◆ **What to produce**: Below are records; extract exactly the lines from the one with "Where can you spot the bald" through the final line, including both, but drop the pictures.

_ _ _

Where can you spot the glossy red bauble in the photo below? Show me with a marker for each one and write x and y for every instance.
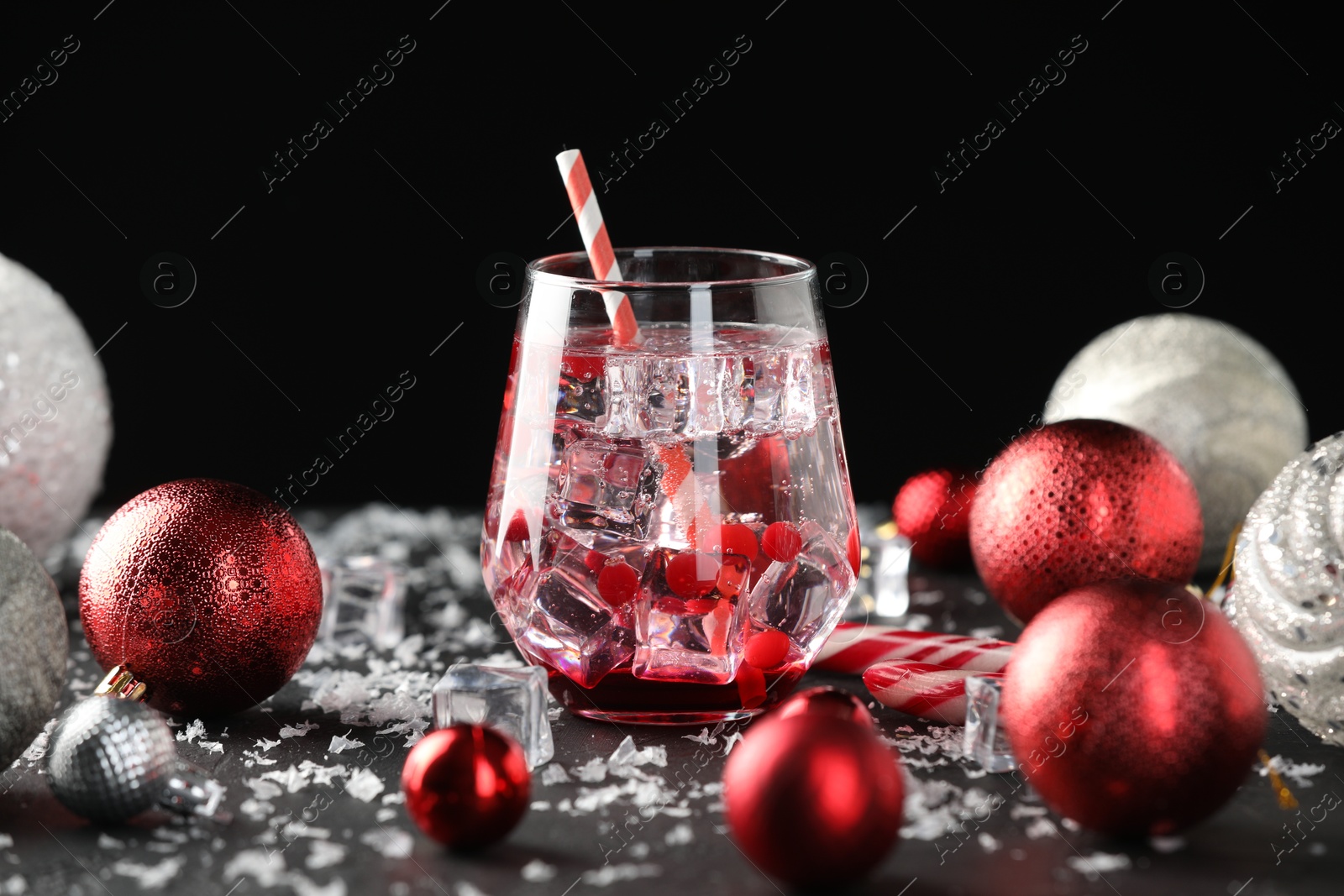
(1081, 501)
(206, 591)
(826, 701)
(1133, 707)
(813, 801)
(465, 786)
(933, 511)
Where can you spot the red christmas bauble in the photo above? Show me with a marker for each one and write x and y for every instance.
(1133, 707)
(206, 591)
(467, 786)
(813, 801)
(826, 701)
(1081, 501)
(933, 511)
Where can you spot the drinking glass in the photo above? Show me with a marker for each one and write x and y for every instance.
(669, 530)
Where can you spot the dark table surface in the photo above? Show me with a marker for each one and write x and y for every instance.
(313, 821)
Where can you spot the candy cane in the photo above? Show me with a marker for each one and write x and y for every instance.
(924, 689)
(853, 647)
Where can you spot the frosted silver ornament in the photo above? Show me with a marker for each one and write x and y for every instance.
(55, 422)
(34, 647)
(1288, 598)
(111, 759)
(1213, 396)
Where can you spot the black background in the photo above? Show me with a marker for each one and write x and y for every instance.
(320, 291)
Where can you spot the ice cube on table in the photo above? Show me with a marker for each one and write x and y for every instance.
(984, 739)
(890, 563)
(692, 633)
(510, 700)
(804, 597)
(363, 600)
(569, 624)
(606, 486)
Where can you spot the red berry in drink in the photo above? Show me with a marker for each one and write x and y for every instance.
(781, 542)
(692, 575)
(750, 687)
(766, 649)
(732, 575)
(617, 584)
(517, 528)
(738, 539)
(584, 367)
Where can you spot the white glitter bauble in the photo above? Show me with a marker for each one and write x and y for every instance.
(1288, 598)
(55, 422)
(1214, 396)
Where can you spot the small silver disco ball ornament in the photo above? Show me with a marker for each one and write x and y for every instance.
(1213, 396)
(55, 421)
(1288, 598)
(111, 759)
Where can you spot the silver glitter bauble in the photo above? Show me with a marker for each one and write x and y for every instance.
(1214, 396)
(55, 423)
(111, 759)
(1288, 598)
(34, 645)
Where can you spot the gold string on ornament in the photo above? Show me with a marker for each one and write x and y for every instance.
(1287, 799)
(1227, 562)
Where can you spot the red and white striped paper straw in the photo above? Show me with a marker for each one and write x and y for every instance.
(924, 689)
(597, 242)
(853, 647)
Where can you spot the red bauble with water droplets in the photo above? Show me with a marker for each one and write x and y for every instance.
(206, 591)
(1081, 501)
(933, 511)
(1133, 707)
(812, 795)
(467, 786)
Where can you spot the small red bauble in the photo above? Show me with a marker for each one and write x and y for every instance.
(826, 701)
(813, 804)
(206, 591)
(465, 786)
(1133, 707)
(1081, 501)
(933, 511)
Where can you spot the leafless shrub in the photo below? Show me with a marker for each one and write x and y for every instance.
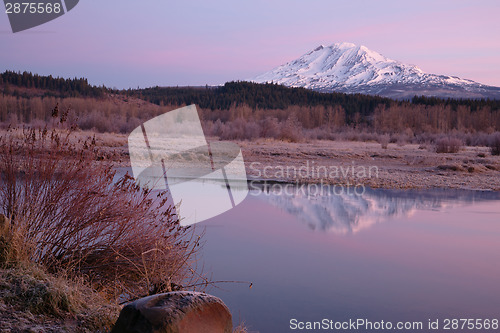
(448, 145)
(494, 143)
(291, 130)
(69, 213)
(384, 140)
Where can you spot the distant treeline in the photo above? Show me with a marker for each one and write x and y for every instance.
(243, 110)
(259, 96)
(51, 86)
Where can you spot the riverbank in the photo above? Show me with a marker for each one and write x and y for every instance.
(409, 166)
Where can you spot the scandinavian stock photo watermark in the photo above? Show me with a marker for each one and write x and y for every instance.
(310, 179)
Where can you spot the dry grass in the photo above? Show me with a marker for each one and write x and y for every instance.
(30, 297)
(69, 214)
(448, 145)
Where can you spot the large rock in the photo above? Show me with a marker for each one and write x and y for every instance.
(175, 312)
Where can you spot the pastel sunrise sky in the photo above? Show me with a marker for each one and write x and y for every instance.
(126, 43)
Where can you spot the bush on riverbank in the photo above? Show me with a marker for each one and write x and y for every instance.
(68, 213)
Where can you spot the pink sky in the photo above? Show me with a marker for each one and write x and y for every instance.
(128, 43)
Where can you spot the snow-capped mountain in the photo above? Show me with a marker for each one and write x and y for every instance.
(346, 67)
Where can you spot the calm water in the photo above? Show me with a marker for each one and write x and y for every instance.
(384, 255)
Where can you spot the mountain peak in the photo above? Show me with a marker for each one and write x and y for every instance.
(351, 68)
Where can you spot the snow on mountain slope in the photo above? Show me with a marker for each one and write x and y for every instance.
(346, 67)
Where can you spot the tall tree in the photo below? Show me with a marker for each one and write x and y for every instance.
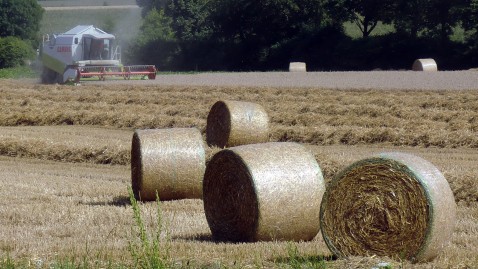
(190, 18)
(367, 13)
(20, 18)
(443, 16)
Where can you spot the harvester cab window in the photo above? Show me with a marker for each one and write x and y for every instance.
(97, 49)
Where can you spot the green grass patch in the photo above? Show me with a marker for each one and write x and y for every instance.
(19, 72)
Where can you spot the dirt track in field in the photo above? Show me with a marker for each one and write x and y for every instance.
(61, 200)
(403, 80)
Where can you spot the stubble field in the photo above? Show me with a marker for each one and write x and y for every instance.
(65, 155)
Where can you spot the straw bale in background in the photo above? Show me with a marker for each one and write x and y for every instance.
(428, 65)
(234, 123)
(394, 204)
(263, 192)
(297, 67)
(169, 161)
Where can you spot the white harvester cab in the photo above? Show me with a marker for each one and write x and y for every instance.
(84, 52)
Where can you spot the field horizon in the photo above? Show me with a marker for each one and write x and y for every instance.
(65, 167)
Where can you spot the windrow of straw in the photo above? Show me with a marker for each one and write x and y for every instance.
(427, 65)
(170, 162)
(234, 123)
(394, 204)
(261, 192)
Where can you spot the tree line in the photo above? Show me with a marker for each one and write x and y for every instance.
(245, 35)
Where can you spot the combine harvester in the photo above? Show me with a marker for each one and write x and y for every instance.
(85, 52)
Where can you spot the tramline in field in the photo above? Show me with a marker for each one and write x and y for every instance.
(86, 52)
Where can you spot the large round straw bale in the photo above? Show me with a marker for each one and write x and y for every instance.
(168, 161)
(234, 123)
(297, 67)
(425, 65)
(393, 204)
(263, 192)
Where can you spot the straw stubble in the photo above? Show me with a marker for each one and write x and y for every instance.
(168, 161)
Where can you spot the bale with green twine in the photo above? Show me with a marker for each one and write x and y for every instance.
(393, 204)
(263, 192)
(168, 161)
(234, 123)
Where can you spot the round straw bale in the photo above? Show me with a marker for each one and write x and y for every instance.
(168, 161)
(297, 67)
(263, 192)
(428, 65)
(234, 123)
(393, 204)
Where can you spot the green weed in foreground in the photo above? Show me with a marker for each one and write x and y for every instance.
(149, 252)
(19, 72)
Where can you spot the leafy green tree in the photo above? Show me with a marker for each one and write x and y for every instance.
(20, 18)
(367, 13)
(443, 16)
(189, 18)
(410, 16)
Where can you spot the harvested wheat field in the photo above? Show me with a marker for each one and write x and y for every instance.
(65, 167)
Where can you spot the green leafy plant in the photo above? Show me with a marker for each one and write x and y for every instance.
(149, 251)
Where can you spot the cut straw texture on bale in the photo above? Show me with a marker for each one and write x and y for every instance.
(427, 65)
(394, 204)
(234, 123)
(168, 161)
(297, 67)
(263, 192)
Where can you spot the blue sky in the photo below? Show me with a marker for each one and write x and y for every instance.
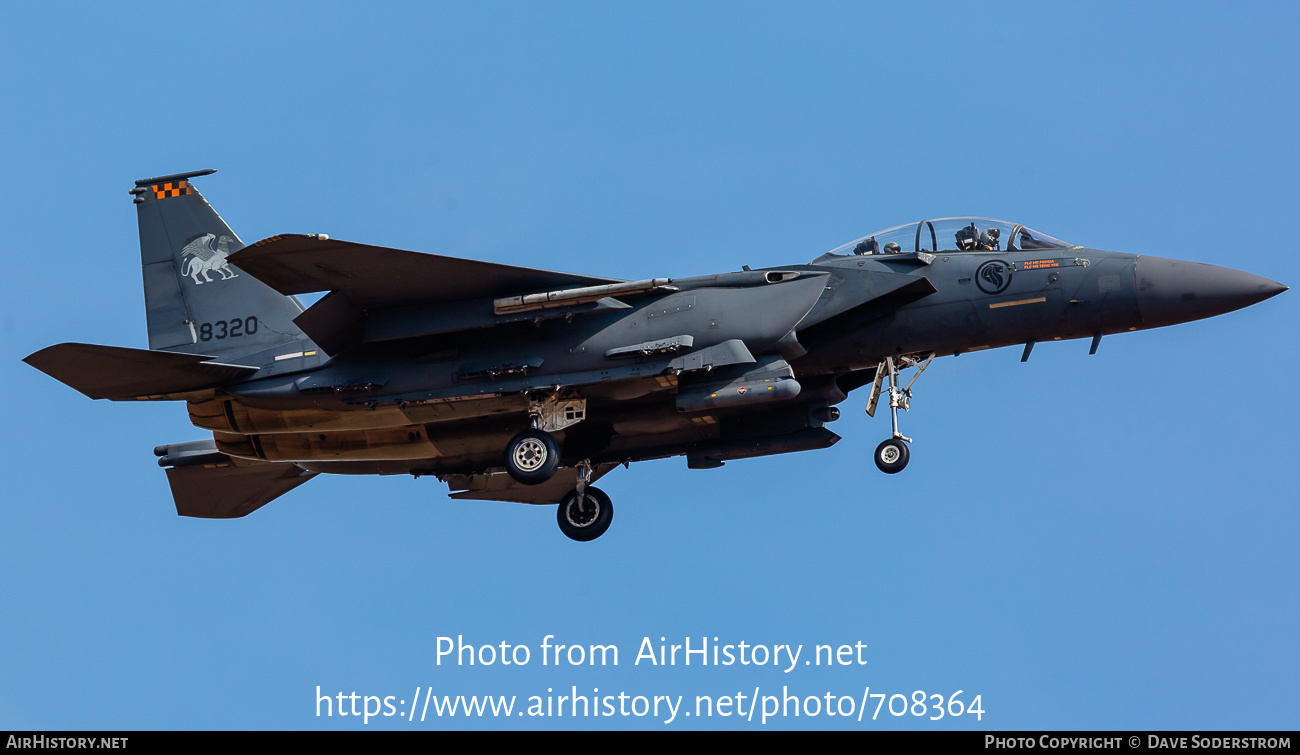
(1084, 542)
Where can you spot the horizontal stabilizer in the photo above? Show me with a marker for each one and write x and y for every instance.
(502, 486)
(117, 373)
(378, 277)
(208, 491)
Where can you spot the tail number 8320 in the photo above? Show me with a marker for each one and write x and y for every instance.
(222, 329)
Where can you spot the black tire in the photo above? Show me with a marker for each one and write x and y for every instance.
(532, 456)
(892, 456)
(585, 525)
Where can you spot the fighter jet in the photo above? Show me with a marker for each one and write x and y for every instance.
(524, 385)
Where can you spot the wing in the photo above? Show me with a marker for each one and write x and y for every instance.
(363, 278)
(378, 277)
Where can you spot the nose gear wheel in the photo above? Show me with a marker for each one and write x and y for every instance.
(532, 456)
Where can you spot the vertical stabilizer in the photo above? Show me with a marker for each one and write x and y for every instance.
(194, 299)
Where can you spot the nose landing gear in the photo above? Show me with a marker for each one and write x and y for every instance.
(586, 512)
(532, 456)
(892, 455)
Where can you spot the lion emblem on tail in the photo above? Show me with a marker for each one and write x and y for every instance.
(200, 257)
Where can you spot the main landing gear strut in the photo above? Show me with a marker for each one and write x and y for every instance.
(892, 455)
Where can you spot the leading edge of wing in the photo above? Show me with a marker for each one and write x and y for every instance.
(377, 277)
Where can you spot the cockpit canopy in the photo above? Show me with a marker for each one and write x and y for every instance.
(952, 234)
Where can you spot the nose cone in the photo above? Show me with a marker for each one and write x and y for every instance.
(1171, 291)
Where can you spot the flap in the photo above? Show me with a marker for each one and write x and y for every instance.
(376, 277)
(117, 373)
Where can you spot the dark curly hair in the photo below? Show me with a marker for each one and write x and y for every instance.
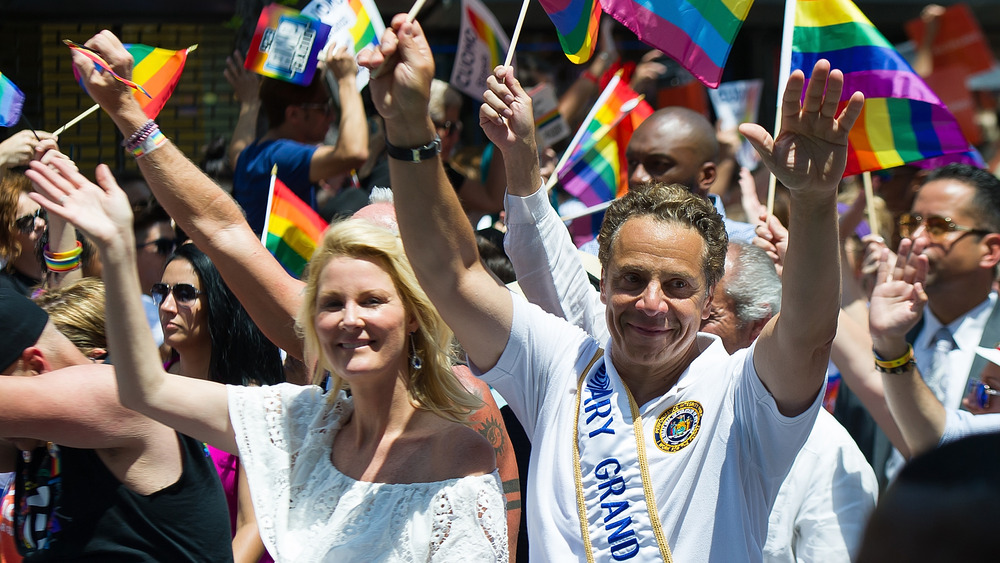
(241, 354)
(670, 203)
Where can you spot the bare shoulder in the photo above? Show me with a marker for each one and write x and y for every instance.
(463, 452)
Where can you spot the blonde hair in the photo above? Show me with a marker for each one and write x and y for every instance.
(77, 311)
(12, 185)
(432, 387)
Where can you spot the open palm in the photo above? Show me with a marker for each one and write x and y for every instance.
(811, 149)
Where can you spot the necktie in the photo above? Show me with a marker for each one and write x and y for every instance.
(937, 379)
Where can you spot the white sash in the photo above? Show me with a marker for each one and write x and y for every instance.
(618, 516)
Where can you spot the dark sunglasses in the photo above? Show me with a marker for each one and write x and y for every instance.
(184, 293)
(982, 392)
(26, 224)
(327, 107)
(936, 225)
(164, 246)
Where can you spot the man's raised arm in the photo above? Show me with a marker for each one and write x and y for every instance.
(809, 157)
(206, 213)
(436, 234)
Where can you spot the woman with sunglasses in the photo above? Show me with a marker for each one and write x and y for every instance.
(22, 223)
(214, 339)
(389, 473)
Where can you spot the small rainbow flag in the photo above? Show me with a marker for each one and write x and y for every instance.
(292, 230)
(595, 172)
(698, 34)
(155, 73)
(902, 120)
(482, 45)
(11, 102)
(159, 71)
(576, 24)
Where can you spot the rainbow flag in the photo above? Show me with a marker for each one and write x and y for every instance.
(576, 24)
(482, 45)
(158, 71)
(11, 102)
(595, 171)
(698, 34)
(356, 24)
(902, 120)
(292, 230)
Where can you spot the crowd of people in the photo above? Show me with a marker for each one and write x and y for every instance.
(174, 394)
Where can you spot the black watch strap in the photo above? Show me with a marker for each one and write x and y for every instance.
(417, 154)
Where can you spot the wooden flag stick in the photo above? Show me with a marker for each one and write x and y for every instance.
(76, 120)
(870, 203)
(517, 33)
(410, 16)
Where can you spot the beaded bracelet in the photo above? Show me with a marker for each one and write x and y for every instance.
(63, 262)
(155, 141)
(140, 135)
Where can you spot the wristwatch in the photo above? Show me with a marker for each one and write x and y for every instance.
(417, 154)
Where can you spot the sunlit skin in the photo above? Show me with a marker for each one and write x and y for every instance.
(362, 323)
(185, 328)
(656, 297)
(25, 262)
(665, 151)
(956, 257)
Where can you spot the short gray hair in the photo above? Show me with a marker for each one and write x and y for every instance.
(755, 287)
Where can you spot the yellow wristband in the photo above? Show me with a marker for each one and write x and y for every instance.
(898, 362)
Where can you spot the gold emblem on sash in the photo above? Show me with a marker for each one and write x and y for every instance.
(677, 426)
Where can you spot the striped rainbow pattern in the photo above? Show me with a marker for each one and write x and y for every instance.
(11, 102)
(293, 229)
(158, 71)
(485, 34)
(594, 172)
(698, 34)
(576, 24)
(363, 31)
(902, 120)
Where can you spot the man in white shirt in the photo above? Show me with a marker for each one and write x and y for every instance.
(656, 456)
(956, 216)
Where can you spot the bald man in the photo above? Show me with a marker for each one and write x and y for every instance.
(676, 145)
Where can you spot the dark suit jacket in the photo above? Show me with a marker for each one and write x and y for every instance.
(855, 418)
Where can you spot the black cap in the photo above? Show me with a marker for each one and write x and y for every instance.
(21, 321)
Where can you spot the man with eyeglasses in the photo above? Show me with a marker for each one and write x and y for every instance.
(298, 120)
(956, 216)
(155, 242)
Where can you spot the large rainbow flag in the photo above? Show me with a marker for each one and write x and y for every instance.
(158, 71)
(292, 230)
(595, 172)
(11, 102)
(698, 34)
(902, 120)
(576, 24)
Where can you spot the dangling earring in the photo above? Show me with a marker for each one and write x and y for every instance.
(415, 361)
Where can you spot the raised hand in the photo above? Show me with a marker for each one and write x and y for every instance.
(402, 89)
(899, 298)
(102, 87)
(506, 116)
(772, 238)
(21, 147)
(811, 149)
(100, 210)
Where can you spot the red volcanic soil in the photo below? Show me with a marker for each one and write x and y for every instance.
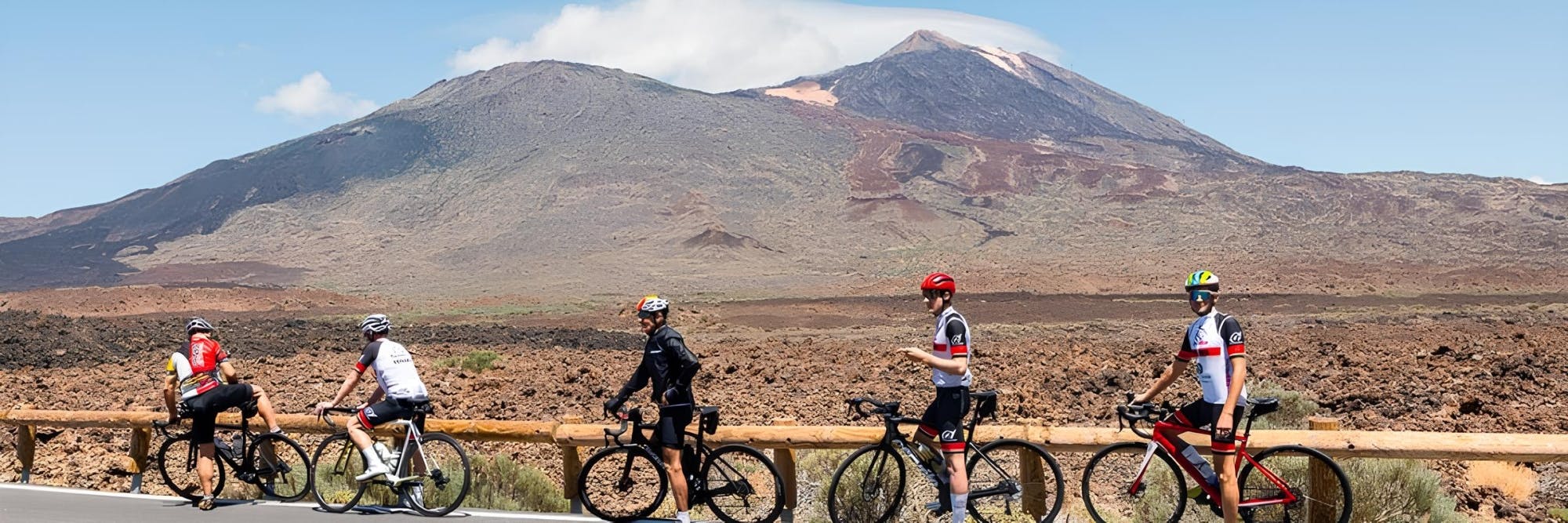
(1462, 364)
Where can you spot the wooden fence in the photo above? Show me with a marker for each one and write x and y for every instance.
(785, 438)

_ _ _

◆ **In response**:
Where can you spot the bald man in the photo above? Show me with a marker for each one and write x and y for every instance.
(676, 145)
Where can you spot the dark suit jacket in the photo above? Show me with a marker for each one and write x and y for every instance.
(855, 418)
Where can you spot the black cap in the photo above? Show me with a marker for each one and write x and y for every instance.
(21, 321)
Where can you spot the man with eyeglasses in the photo above? Show me with a marker for each one and write x and y for every instance.
(298, 120)
(956, 216)
(155, 242)
Where can you spot the large rainbow flag in the photo above? Show me with a marker for each one and write x and y for every instance.
(158, 71)
(292, 230)
(595, 172)
(11, 102)
(698, 34)
(902, 120)
(576, 24)
Where can you spot the dangling earring in the photo above? Show me with a marker for each one and write x and y for every instance.
(415, 361)
Where can you spot the raised hand in the photo above? Show me with a marker for each one and write x and y for every instance.
(402, 89)
(899, 298)
(102, 87)
(506, 116)
(772, 238)
(21, 147)
(811, 149)
(100, 210)
Where can you spot the red volcanic soil in the photo below? Show me with a marker for each one and write x and y for every instance.
(1462, 364)
Where can you spot the wooden fence in the photo above? Show me with a marker for each one and write x and y for every instance.
(785, 438)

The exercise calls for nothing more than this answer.